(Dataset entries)
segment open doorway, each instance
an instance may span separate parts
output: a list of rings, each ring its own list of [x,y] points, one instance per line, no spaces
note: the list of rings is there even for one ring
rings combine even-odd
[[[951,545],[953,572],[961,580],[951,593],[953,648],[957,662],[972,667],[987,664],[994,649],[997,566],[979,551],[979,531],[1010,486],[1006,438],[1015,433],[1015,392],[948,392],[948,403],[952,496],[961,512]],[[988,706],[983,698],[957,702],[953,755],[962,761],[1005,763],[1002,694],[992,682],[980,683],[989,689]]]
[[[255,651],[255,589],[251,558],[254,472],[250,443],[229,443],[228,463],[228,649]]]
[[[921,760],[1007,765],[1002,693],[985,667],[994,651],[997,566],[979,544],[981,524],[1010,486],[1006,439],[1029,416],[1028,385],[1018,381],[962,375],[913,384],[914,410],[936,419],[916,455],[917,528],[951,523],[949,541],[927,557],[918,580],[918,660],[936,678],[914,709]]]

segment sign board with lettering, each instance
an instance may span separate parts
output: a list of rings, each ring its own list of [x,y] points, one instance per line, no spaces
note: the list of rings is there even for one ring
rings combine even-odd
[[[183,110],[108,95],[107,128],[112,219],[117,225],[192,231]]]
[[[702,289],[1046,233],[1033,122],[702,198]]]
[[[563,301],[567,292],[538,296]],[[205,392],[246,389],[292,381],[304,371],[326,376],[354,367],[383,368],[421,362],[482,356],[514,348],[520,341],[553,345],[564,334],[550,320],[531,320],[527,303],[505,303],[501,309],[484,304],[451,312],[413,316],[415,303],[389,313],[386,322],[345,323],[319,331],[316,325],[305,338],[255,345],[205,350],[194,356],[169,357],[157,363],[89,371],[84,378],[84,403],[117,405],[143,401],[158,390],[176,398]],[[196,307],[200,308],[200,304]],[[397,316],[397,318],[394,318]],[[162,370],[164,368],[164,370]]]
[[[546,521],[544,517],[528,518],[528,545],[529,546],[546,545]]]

Problem statement:
Return every record, word for word.

Exercise result:
segment open doorway, each instance
an instance may span separate parts
output: a list of rings, each ring its own list of [x,y] points, one instance per line, no spaces
note: the list of rings is there even for one ring
rings combine even-odd
[[[951,545],[953,572],[961,580],[951,593],[953,648],[957,662],[972,667],[987,664],[994,649],[997,566],[979,551],[979,531],[1010,486],[1006,438],[1015,433],[1015,392],[948,392],[948,403],[952,496],[961,512]],[[988,706],[983,698],[957,702],[953,755],[962,761],[1005,763],[1002,694],[992,682],[980,683],[989,689]]]
[[[255,651],[255,589],[251,558],[254,472],[250,443],[229,443],[228,463],[228,649]]]
[[[921,760],[1007,765],[1002,693],[985,667],[994,651],[997,566],[979,544],[981,524],[1010,486],[1006,439],[1029,416],[1028,385],[1018,381],[962,375],[913,384],[914,410],[936,419],[916,455],[917,528],[951,523],[949,541],[927,557],[918,580],[918,660],[936,678],[914,709]]]

segment sign board with lettering, each instance
an instance may span separate parts
output: a list of rings, each ring its own list of [x,y] points, one instance per line, no spaces
note: the list of rings is there even for one ring
rings combine even-odd
[[[183,110],[108,95],[107,128],[112,219],[117,225],[192,231]]]
[[[702,289],[1046,233],[1033,122],[702,198]]]
[[[563,301],[567,292],[538,296]],[[205,392],[246,389],[292,381],[304,371],[326,376],[354,367],[383,368],[421,362],[482,356],[514,348],[520,341],[553,345],[564,334],[550,320],[531,320],[527,303],[505,303],[501,309],[484,304],[451,312],[413,316],[415,303],[389,313],[386,322],[345,323],[319,331],[316,325],[305,338],[255,345],[205,350],[194,356],[169,357],[157,363],[89,371],[84,378],[84,403],[117,405],[143,401],[158,390],[176,398]],[[196,307],[200,308],[200,304]],[[397,316],[397,318],[394,318]],[[162,370],[164,368],[164,370]]]
[[[546,521],[544,517],[528,518],[528,545],[529,546],[546,545]]]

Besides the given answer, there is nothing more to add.